## [REQUIREMENT 1]
Repeat word for word the part of the operating systems notes that opens with the words containing "Busy-wait strategies for" and closes with "potential for abuse.".

CS 273 (OS), Fall 2019

General features of IPC problems

  • Inter-process communication (IPC) concerns the interaction and correct synchronization between processes.

  • A critical section of a process's program's code is a section that affects resources that are shared with other processes. For example, if two processes share some memory variables, code that affects the values of those memory locations would be a critical section.

  • A race condition occurs when the correct action of a program depends upon timing.

    • See introduction to IPC issues document for examples of race conditions.
    • Race conditions are particularly difficult to debug in programs, because an error will show up only intermittently.
    • Rather than debugging, the best approach is to learn to sense and avoid race conditions during program development.

  • Goals for correct and satisfactory IPC

    • Mutual exclusion: No two processes should be in their critical sections at the same time

    • Bounded wait: No process should have to wait arbitrarily long to enter its critical section

    • Independence of speed: Correct action should not depend on relative speeds of the processes

    • Progress: No process A outside of A's critical section should be able to block another process B from entering B's critical section

      • (Not to be confused with making progress in development of programming loops.)

Busy-wait strategies for mutual exclusion

  • Disable interrupts

    • Cause the hardware not to process interrupts throughout each process's critical section. This prevents other processes from receiving their time slice (triggered by clock interrupt).
    • Advantages: Was simple to implement in single-core computers. (Multicore and multiprocessor systems use spinlocks, which use up a core's CPU but achieves Mutual Exclusion goal.)
    • Disadvantages:
      • Too much power for user processes; potential for abuse.
      • Interferes with normal operation of system while interrupts are disabled. If interrupts somehow fail to become re-enabled, the system is trashed.
      • Must avoid any calls that rely on interrupts during critical sections, e.g., I/O.
    • Usable within kernel (e.g., Linux) for brief critical operations.

  • Lock variables

    • Use a variable whose value indicates whether it is safe to enter a critical section.
      int lock = 0;
      
      void get_lock() {
        while (lock)
          ;
        lock = 1;
        return
      }
      
      void release_lock() {
        lock = 0;
      }
      
    • Advantages: Simple, easily understood idea.
    • Disadvantages: Race condition (violates Independence of Speed).
    • If the get/release operations are implemented using correct IPC, then locks are handy for solving other IPC problems. Linux flock system call (OS-level lock on an open file descriptor); lock files for printer jobs and VNC processes; kernel level lock variables (that may, e.g., disable interrupts at beginning of get, enable just before return.

  • Strict alternation

    • Example: (turn is a shared variable, initially 0)
      process A                      process B                
      			                                
      while (1) {		       while (1) {              
        while (turn != 0)	         while (turn != 1)

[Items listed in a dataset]
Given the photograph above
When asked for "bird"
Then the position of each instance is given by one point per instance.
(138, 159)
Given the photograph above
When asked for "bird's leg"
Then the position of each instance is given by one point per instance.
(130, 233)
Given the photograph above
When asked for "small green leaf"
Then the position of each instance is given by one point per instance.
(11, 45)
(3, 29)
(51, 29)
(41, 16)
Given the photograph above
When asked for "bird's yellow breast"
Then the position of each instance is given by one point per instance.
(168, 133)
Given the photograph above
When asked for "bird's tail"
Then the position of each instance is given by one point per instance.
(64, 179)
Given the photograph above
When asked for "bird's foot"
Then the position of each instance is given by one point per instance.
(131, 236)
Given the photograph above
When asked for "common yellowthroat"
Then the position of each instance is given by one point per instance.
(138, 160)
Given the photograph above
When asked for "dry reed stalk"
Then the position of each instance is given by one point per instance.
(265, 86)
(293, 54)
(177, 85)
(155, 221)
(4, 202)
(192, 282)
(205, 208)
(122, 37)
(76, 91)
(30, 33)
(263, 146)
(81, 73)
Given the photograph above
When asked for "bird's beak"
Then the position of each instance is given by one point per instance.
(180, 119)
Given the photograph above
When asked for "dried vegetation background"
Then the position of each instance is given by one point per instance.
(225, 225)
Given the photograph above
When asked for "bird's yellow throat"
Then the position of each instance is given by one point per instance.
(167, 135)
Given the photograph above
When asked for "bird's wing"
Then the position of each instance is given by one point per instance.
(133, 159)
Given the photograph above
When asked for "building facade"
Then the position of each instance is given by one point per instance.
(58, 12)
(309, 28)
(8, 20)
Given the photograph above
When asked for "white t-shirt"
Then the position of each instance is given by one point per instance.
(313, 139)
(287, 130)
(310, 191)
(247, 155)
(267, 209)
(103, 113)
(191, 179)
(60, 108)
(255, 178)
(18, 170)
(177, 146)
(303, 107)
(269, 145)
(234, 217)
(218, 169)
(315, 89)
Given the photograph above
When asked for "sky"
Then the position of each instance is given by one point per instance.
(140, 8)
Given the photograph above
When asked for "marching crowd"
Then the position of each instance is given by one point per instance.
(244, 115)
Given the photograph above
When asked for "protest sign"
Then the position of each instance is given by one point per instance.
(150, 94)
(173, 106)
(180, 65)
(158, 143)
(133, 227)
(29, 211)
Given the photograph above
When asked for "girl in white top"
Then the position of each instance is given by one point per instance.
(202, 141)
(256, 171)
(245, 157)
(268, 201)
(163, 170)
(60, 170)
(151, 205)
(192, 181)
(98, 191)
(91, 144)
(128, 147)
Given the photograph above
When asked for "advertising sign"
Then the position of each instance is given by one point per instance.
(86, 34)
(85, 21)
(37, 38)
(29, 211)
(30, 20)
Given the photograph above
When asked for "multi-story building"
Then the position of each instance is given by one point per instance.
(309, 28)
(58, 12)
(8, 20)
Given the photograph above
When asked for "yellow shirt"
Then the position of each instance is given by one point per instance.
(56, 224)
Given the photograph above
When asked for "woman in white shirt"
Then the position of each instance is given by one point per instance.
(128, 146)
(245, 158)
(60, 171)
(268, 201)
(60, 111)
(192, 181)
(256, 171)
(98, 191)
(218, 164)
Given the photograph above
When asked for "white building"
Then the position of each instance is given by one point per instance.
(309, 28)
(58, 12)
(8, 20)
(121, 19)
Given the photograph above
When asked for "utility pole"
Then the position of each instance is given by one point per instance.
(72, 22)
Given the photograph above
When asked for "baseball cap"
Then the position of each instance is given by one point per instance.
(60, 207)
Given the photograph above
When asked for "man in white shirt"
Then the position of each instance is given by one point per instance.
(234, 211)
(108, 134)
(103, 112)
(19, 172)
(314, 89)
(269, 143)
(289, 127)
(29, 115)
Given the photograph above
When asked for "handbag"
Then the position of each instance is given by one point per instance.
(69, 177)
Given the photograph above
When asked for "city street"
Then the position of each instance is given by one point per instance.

## [REQUIREMENT 2]
Pick out and copy each line in the listing above that contains the word "shirt".

## [SOLUTION 1]
Busy-wait strategies for mutual exclusion

  • Disable interrupts

    • Cause the hardware not to process interrupts throughout each process's critical section. This prevents other processes from receiving their time slice (triggered by clock interrupt).
    • Advantages: Was simple to implement in single-core computers. (Multicore and multiprocessor systems use spinlocks, which use up a core's CPU but achieves Mutual Exclusion goal.)
    • Disadvantages:
      • Too much power for user processes; potential for abuse.

## [SOLUTION 2]
When asked for "white t-shirt"
When asked for "yellow shirt"
When asked for "woman in white shirt"
When asked for "man in white shirt"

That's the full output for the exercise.